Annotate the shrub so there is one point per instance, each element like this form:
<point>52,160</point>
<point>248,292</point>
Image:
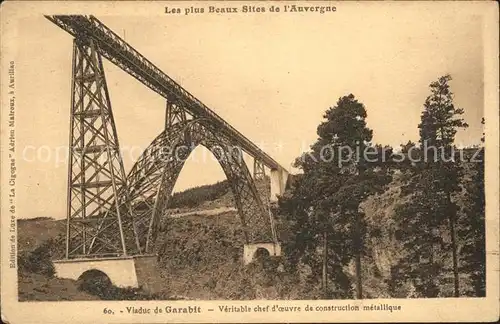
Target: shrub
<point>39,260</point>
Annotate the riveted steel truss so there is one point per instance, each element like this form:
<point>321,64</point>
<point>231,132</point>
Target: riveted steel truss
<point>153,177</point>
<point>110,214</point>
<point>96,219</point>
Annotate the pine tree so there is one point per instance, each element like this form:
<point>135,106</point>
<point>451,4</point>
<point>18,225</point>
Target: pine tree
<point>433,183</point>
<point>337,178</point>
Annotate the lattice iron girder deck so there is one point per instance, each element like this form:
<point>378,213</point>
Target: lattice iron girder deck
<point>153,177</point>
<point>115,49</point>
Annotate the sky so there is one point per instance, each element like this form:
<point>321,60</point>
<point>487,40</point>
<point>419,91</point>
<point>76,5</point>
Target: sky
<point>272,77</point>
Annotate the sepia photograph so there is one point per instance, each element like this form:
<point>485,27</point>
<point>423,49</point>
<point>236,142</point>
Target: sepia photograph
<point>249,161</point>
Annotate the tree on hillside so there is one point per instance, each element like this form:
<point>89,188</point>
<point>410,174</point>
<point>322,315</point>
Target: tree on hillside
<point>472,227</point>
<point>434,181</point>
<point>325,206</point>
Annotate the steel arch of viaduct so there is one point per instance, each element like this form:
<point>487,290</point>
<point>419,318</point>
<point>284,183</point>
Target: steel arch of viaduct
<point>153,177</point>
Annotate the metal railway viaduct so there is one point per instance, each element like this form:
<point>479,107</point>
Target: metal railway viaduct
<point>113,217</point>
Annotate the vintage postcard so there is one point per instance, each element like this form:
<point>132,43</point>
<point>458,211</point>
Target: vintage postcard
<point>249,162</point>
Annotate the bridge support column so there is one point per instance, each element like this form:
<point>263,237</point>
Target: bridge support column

::::::::

The request - Write out all of the material above as a numbered list with one line per entry. Leave out blank lines and the pictures.

Finished exercise -
1. Annotate the shrub so there is one point per instance, each element like this form:
2. <point>52,160</point>
3. <point>248,292</point>
4. Image:
5. Target: shrub
6. <point>39,260</point>
7. Annotate the riveted steel truss so there is one point per instance, each element like this form:
8. <point>321,64</point>
9. <point>231,132</point>
10. Target: riveted steel truss
11. <point>153,177</point>
12. <point>110,214</point>
13. <point>96,219</point>
14. Annotate the pine tree so there is one point per instance, each element like this form:
15. <point>135,106</point>
16. <point>451,4</point>
17. <point>18,225</point>
18. Target: pine tree
19. <point>433,183</point>
20. <point>337,178</point>
21. Annotate the lattice iron girder deck so there is one point per instance, each element like this form:
22. <point>378,213</point>
23. Target: lattice iron girder deck
24. <point>153,177</point>
25. <point>115,49</point>
26. Annotate the sky so there is one point per instance, each element like this form:
27. <point>321,60</point>
28. <point>487,40</point>
29. <point>419,91</point>
30. <point>76,5</point>
31. Target: sky
32. <point>272,77</point>
33. Annotate the sepia photograph so there is one point per instance, each element like this form:
34. <point>485,27</point>
35. <point>423,49</point>
36. <point>236,142</point>
37. Target: sepia photograph
38. <point>249,161</point>
39. Annotate the tree on hillside so there is one point per instance, each element like this form:
40. <point>89,188</point>
41. <point>410,174</point>
42. <point>322,315</point>
43. Target: tree on hillside
44. <point>472,227</point>
45. <point>434,181</point>
46. <point>325,206</point>
47. Annotate the steel arch of viaduct so there is one point per instance, each element like this form:
48. <point>487,290</point>
49. <point>419,318</point>
50. <point>284,183</point>
51. Target: steel arch of viaduct
52. <point>153,177</point>
53. Annotate the metal railway viaduct so there is one point per instance, each element like this form:
54. <point>479,107</point>
55. Target: metal railway viaduct
56. <point>113,217</point>
57. Annotate the vintage postcard so there is one point per instance, each element like this form:
58. <point>132,43</point>
59. <point>458,211</point>
60. Target: vintage postcard
61. <point>249,162</point>
62. Annotate the bridge support column so there is one point per instance, each element like this form:
63. <point>263,237</point>
64. Target: bridge support column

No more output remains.